=== AUSGANGSTEXT ===
* * * * *

Welche Fragen EDF-Chef Rémont 2025 klären muss
Welche Fragen EDF-Chef Rémont 2025 klären muss
Von Gesche Wüpper, Paris
Er wird für seine Kompromissfähigkeit gelobt, aber auch für sein großes Verhandlungsgeschick und seine Loyalität gegenüber dem französischen Staat. Als Luc Rémont vor gut zwei Jahren das Ruder von EDF (Electricité de France) übernommen hat, durchquerte der französische Stromriese gerade einen großen Sturm. Inzwischen ist die Rückverstaatlichung abgeschlossen und EDF nicht mehr an der Börse notiert. Nach einem Rekordverlust 2022 konnte der Versorger 2023 wieder einen Rekordgewinn ausweisen. Kurz vor Weihnachten konnte Rémont dann einen weiteren Erfolg feiern, als der erste französische EPR-Druckwasserreaktor in Flamanville in der Normandie nach einer Verspätung von zwölf Jahren endlich ans Netz ging.
Dennoch richten sich jetzt wieder alle Augen auf den 55-jährigen Manager und Reserveoffizier. Denn in diesem Jahr muss eine Antwort auf die Frage gefunden werden, welchen Strompreis Fabriken und Unternehmen dem staatlichen Versorger ab 2026 zahlen müssen. Rémont hat den französischen Staat davon überzeugen können, ihm dabei freiere Hand zu lassen. Doch bisher schreckte die französische Industrie angesichts der von EDF geforderten Preise davor zurück, neue Verträge zu unterschreiben, berichtet die Wirtschaftszeitung „Les Echos“.
Finanzierung der künftigen EPR-Reaktoren
Damit nicht genug, denn der Absolvent der renommierten Ingenieurhochschule École Polytechnique muss jetzt auch die Frage klären, wie die sechs Exemplare der neuen Generation der EPR-Reaktoren finanziert werden sollen. Ziel ist, den ersten bereits 2035 oder 2037 in Betrieb zu nehmen, was angesichts der Verzögerungen des EPR-Druckwasserreaktors in Flamanville äußerst ehrgeizig erscheint. Eine endgültige Investitionsentscheidung wird spätestens Anfang 2026 erwartet.

* * * * *

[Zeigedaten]
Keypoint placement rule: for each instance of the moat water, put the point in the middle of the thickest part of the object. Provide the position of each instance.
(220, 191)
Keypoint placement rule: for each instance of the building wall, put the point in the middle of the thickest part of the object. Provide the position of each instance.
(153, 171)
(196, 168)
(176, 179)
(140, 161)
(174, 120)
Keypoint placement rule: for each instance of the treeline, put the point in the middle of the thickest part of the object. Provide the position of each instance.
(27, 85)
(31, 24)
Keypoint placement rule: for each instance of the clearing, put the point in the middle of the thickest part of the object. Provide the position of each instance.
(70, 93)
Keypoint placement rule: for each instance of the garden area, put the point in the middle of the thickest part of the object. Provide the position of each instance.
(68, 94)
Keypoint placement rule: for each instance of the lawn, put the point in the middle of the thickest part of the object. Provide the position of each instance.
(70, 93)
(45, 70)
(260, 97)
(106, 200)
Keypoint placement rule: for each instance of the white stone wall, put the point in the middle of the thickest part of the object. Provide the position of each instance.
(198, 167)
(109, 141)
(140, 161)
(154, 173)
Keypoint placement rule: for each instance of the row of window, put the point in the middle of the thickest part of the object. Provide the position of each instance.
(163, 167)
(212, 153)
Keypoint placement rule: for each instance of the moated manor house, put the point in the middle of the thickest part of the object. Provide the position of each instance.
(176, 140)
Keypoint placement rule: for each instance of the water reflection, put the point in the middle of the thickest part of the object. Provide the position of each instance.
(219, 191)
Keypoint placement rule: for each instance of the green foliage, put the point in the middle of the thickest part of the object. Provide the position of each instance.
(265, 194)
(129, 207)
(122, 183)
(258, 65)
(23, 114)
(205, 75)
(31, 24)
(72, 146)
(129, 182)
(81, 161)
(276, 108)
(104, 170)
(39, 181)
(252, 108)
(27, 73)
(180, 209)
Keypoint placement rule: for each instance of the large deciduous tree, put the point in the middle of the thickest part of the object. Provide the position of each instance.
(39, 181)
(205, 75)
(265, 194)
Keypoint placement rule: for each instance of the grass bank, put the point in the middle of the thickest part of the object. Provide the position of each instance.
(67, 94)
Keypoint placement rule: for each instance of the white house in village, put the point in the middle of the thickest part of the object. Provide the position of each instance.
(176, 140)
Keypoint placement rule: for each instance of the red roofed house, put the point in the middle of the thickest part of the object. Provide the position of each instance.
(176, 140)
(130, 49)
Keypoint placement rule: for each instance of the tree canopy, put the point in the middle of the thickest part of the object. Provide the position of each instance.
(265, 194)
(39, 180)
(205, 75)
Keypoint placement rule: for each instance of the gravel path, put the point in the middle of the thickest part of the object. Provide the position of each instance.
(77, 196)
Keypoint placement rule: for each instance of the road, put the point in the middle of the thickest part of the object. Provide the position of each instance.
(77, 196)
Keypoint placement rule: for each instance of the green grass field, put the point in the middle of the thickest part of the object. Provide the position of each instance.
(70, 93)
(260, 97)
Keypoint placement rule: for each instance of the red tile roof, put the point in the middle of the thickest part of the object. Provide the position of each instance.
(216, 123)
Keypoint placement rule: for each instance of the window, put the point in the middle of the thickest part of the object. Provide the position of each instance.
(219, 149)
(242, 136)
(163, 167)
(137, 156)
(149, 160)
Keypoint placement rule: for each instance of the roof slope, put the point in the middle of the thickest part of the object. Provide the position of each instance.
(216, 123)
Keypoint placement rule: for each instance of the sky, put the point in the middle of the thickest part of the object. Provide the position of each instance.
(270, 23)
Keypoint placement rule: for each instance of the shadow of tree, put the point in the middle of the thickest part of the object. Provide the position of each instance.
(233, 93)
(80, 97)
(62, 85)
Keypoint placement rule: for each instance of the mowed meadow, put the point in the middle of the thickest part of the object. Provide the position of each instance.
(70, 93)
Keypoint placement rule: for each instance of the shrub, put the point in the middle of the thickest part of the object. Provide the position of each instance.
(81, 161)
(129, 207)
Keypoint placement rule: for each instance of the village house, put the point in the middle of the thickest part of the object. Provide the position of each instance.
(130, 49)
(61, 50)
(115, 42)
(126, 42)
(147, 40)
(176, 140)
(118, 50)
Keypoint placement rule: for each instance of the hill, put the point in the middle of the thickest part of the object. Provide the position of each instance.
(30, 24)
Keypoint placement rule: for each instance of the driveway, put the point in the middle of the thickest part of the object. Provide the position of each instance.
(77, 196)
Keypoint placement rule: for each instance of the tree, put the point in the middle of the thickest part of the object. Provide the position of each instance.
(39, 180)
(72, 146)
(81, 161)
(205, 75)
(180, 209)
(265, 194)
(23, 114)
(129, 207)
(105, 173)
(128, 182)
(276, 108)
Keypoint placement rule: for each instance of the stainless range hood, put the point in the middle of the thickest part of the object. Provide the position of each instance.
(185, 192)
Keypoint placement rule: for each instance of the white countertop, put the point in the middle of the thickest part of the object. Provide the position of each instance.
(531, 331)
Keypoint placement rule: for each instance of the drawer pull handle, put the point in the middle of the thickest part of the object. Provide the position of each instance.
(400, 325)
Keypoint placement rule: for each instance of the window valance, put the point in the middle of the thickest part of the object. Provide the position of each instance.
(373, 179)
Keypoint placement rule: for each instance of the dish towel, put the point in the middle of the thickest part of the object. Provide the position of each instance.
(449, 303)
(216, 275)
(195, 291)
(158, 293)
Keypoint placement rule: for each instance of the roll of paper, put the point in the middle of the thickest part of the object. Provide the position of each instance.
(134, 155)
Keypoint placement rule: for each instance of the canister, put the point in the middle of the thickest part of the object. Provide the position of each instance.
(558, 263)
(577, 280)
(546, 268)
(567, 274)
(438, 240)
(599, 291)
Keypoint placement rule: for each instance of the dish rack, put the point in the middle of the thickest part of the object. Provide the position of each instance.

* * * * *

=== AUFGABEN ===
(A) Um wie viele Jahre verspätete sich laut dem Text über EDF-Chef Rémont der EPR-Druckwasserreaktor in Flamanville, bevor er ans Netz ging?
(B) Schreib den Text über EDF-Chef Rémont nach dem letzten Satz weiter.
Die Daten stehen für sich und gehören nicht zum Text über EDF-Chef Rémont.

=== ERWARTETE ANTWORTEN ===
(A) Um zwölf Jahre.

(B)
Die französische Regierung hat bereits anklingen lassen, dass sie dem zuletzt mit 54,2 Mrd. Euro verschuldeten Stromriesen dafür ein zinsloses Darlehen gewähren könnte. Dazu, welche anderen Investitionen EDF in den kommenden Monaten erwarten, dürfte Rémont etwas sagen, wenn er im Februar die Bilanz für 2024 präsentiert. Im ersten Halbjahr war EDF auf ein Nettoergebnis von 7 Mrd. Euro gekommen.
Um die Kosten der neuen EPR-Generation im Zaum halten zu können, soll sich der Hobby-Regattasegler Rémont für den Bau ein Zeitfenster von 70 Monaten gesetzt haben, heißt es in Frankreich. Zum Vergleich: In Flamanville sind zwischen den Vorbereitungsarbeiten und dem Anschluss des EPR-Reaktors ans französische Stromnetz Ende Dezember 18 Jahre vergangen. Und auch wenn der Reaktor inzwischen ans Netz gegangen ist, verbraucht er derzeit noch mehr Energie als er produziert. Das sei normal, da er sich noch in der Anlaufphase mit Stopps und Tests befindet, sagte EDF der Regionalzeitung „Ouest France“.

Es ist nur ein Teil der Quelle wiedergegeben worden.